It's wrong to blacken the "Green corridor": what is really happening along the Lachin road
On December 12, a group of Azerbaijani environmental activists together with the representatives of other NGOs started a peaceful protest along the Shusha-Lachin road which connects Armenia with the Armenian-populated part of Karabakh now controlled by the Russian peacekeepers. The protesters denounce the illegal exploitation of the Qizilbulaq (Drmbon) and Demirli (Kashen) gold and copper mines situated within this territory and demand access to environmental inspectors. Those mines have long constituted one of the major income sources for the separatist entity and metals produced there were among very few “exports” it had. A week earlier, Baku demanded to have their operations checked in order to guarantee environmental security and proper taxation, however, the de-facto “authorities” refused. On December 11, Azerbaijan sent a diplomatic note to Russia concerning the "illegal exploitation" of natural resources in the liberated Karabakh region.

*Data segment*
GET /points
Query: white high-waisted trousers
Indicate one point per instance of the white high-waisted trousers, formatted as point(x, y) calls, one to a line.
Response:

*Things to do*
**1)** In the Lachin road text, on what date did Azerbaijan send a diplomatic note to Russia?
**2)** Continue the Lachin road text, beginning after its final sentence.

*Exercise results*
**1)** December 11.

**2)**
As the Russian forces blocked the road to prevent the protesters from going towards Khankendi, their ranks started to swell, as hundreds of people joined the vigil. Tents were opened, while the Azerbaijani authorities helped with electricity and heating. The Armenians of Karabakh, along with the Armenian and pro-Armenian organizations around the world, almost immediately started to accuse Baku of conducting “a genocidal policy” and claimed Azerbaijan had closed off gas supplies (which are actually provided by Armenia), which has been already refuted by SOCAR. Unfortunately, a number of media and experts around the world have also stuck to this distorted and biased version of the events, representing them as the Azerbaijani government’s attempts to create a humanitarian catastrophe in Karabakh to force Armenians to leave.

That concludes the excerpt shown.